DATA TO PROCESS Block Start

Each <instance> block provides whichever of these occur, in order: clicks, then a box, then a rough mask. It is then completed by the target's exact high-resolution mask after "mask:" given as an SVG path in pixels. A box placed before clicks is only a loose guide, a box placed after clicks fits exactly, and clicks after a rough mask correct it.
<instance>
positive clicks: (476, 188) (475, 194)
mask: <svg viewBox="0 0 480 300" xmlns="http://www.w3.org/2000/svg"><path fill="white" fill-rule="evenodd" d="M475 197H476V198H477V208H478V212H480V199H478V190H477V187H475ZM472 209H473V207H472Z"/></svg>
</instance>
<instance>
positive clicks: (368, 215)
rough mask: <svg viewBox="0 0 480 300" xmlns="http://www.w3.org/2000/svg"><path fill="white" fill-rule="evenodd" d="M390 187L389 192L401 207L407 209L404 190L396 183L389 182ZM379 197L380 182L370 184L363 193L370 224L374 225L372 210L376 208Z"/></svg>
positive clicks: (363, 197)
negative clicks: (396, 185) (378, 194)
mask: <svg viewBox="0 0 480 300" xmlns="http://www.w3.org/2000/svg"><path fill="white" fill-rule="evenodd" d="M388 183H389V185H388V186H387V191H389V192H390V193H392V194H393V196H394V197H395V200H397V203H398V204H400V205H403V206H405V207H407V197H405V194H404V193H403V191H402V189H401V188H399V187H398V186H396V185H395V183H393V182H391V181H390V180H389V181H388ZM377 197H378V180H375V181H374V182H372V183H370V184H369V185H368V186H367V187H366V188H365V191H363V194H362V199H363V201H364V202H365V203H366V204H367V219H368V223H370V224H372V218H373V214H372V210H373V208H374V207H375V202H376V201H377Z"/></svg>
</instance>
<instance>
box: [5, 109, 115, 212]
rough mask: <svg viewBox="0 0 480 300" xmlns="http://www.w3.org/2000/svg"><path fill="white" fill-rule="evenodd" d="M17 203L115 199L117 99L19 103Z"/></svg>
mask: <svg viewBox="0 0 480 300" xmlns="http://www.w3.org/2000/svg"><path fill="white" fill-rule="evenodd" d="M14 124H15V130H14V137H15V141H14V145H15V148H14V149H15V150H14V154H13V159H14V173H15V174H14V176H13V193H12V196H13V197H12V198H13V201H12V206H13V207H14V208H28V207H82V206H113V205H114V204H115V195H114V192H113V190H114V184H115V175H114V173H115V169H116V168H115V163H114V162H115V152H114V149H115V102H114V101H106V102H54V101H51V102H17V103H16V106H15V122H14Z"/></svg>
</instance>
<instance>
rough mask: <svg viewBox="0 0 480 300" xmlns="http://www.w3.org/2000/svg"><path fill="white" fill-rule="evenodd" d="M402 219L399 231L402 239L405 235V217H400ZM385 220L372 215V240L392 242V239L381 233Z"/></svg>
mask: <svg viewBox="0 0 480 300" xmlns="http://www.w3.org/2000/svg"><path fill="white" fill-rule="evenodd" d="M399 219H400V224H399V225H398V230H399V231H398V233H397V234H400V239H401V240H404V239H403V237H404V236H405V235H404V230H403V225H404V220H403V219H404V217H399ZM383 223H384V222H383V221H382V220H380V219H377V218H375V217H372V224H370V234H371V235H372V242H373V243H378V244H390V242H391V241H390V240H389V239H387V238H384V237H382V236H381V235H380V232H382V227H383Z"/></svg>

DATA TO PROCESS Block End
DATA TO PROCESS Block Start

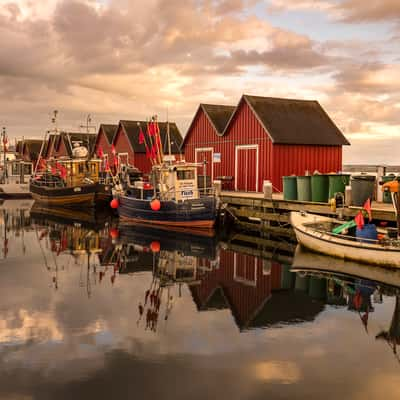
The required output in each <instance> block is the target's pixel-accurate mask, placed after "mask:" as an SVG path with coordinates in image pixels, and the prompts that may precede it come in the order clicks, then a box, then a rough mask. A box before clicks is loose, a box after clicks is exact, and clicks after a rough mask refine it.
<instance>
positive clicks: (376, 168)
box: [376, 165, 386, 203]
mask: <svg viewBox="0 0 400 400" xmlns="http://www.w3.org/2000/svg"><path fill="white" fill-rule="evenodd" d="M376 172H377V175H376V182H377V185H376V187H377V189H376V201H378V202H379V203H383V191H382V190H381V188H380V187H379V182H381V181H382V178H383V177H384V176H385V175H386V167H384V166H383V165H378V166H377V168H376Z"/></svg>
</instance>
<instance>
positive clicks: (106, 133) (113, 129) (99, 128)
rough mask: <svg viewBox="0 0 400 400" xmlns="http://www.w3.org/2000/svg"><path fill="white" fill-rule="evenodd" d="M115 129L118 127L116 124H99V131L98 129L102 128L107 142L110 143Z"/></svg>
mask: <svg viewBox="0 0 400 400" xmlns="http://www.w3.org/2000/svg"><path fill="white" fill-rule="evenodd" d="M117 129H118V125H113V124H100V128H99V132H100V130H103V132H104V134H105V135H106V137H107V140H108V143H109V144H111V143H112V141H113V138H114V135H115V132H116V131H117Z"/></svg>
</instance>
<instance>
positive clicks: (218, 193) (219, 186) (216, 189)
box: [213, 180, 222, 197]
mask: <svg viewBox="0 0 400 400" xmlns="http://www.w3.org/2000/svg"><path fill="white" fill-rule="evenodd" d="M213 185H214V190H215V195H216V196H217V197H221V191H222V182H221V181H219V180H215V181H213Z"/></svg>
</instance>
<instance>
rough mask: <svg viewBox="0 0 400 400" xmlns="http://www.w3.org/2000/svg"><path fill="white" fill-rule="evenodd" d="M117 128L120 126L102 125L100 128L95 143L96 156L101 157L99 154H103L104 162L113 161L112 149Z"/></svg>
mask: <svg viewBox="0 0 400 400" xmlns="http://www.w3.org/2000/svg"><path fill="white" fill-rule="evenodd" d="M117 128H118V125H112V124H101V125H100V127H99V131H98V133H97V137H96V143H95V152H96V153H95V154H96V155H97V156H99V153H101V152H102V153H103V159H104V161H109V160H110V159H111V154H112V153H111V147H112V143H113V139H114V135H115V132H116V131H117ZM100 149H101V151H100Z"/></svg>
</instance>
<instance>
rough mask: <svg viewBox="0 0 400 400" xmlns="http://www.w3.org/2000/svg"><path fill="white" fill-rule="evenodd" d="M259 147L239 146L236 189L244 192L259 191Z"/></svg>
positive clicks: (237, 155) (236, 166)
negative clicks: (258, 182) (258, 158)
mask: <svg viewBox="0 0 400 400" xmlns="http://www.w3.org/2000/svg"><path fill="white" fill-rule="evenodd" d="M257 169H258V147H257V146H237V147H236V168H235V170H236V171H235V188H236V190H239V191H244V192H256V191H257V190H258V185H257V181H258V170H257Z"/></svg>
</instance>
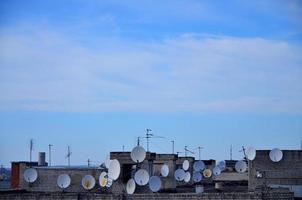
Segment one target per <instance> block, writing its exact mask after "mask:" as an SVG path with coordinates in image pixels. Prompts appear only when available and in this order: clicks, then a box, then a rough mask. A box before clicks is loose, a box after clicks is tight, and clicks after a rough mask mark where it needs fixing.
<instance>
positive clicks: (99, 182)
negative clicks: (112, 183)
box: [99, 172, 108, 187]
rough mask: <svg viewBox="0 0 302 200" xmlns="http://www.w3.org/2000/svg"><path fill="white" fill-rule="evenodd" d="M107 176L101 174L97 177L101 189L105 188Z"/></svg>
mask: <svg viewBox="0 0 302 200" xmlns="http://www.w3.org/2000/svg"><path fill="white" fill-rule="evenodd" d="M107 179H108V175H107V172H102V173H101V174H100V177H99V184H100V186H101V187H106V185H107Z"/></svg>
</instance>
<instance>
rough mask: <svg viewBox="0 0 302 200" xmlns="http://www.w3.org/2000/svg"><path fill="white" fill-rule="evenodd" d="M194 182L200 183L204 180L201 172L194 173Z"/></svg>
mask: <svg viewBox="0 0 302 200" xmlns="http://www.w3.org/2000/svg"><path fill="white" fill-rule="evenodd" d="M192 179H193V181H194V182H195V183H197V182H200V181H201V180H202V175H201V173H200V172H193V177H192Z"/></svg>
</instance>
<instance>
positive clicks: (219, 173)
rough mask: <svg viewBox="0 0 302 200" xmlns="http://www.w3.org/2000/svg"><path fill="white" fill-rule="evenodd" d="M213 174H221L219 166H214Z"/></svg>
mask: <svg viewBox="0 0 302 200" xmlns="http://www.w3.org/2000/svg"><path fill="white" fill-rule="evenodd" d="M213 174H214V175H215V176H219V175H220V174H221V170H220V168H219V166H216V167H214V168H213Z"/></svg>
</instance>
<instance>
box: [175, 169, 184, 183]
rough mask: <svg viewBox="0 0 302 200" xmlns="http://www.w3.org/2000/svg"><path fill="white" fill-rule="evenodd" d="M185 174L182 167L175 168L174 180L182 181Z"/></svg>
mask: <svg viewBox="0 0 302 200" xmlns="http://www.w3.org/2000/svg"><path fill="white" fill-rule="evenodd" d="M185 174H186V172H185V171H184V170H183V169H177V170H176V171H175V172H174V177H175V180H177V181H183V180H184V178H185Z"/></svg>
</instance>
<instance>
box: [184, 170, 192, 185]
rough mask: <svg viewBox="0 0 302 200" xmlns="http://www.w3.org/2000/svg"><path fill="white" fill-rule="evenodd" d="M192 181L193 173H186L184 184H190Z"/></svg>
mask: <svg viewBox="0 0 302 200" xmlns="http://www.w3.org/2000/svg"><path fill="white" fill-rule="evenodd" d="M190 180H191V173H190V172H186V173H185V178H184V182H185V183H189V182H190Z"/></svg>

DATA TO PROCESS Block End
DATA TO PROCESS Block Start

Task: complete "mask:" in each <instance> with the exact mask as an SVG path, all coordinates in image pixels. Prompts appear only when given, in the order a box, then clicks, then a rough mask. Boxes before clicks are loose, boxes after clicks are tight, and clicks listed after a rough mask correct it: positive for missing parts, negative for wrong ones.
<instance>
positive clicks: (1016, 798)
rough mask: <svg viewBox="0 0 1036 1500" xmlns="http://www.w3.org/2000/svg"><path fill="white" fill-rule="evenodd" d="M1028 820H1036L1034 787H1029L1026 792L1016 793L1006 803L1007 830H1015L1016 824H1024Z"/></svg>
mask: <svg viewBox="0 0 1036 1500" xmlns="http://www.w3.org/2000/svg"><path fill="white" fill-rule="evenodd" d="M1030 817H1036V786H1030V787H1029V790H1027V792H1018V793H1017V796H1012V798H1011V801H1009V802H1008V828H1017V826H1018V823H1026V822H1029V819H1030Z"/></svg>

DATA TO PROCESS Block End

## PROBLEM REQUIREMENTS:
Within the listing above, copy each line that has the string "target".

## SOLUTION BELOW:
Each <instance> block provides whichever of these occur, in order: clicks, then a box, then a rough mask. It is then completed by the target's exact high-resolution mask after "mask:" given as an SVG path in pixels. A box placed before clicks is only a loose guide, a box placed after clicks fits exactly, and clicks after a rough mask correct it.
The required output in each <instance> block is the target's pixel-accurate mask, placed after "mask:" as an SVG path with coordinates in image pixels, and the prompts that may precede it come in the order clicks, then a box, then a rough mask. A box before clicks is loose, a box after clicks is exact, and clicks after a rough mask refine it.
Segment one target per <instance> block, writing its exact mask after "mask:" as an SVG path with coordinates in image pixels. Prompts appear only when available and in this order: clicks, then a box, then a rough mask. A box before clicks is loose, a box after clicks is tight, and clicks after a rough mask mark where it needs fixing.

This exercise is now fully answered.